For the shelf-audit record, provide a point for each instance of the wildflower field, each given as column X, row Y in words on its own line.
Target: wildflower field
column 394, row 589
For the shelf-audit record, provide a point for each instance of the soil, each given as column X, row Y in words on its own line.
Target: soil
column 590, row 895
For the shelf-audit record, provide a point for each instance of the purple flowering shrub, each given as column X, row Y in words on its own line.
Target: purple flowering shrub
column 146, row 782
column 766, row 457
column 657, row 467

————————

*PROBLEM DESCRIPTION:* Can you recast every line of the records above as a JSON list of strings, one string per line, with blank lines omitted?

*ANSWER IN FULL:*
[
  "For the shelf-audit record, provide a point for each instance of the wildflower field, each given as column X, row Y in words on its own line.",
  "Target: wildflower field",
  "column 394, row 589",
  "For the shelf-audit record, provide a point for each instance of the soil, each given as column X, row Y in words on its own line.",
  "Target: soil",
  "column 590, row 895",
  "For the shelf-audit record, provide a point for each instance of the purple flowering shrub, each given as column X, row Y in words on its own line.",
  "Target: purple flowering shrub",
  "column 146, row 782",
  "column 766, row 457",
  "column 657, row 467"
]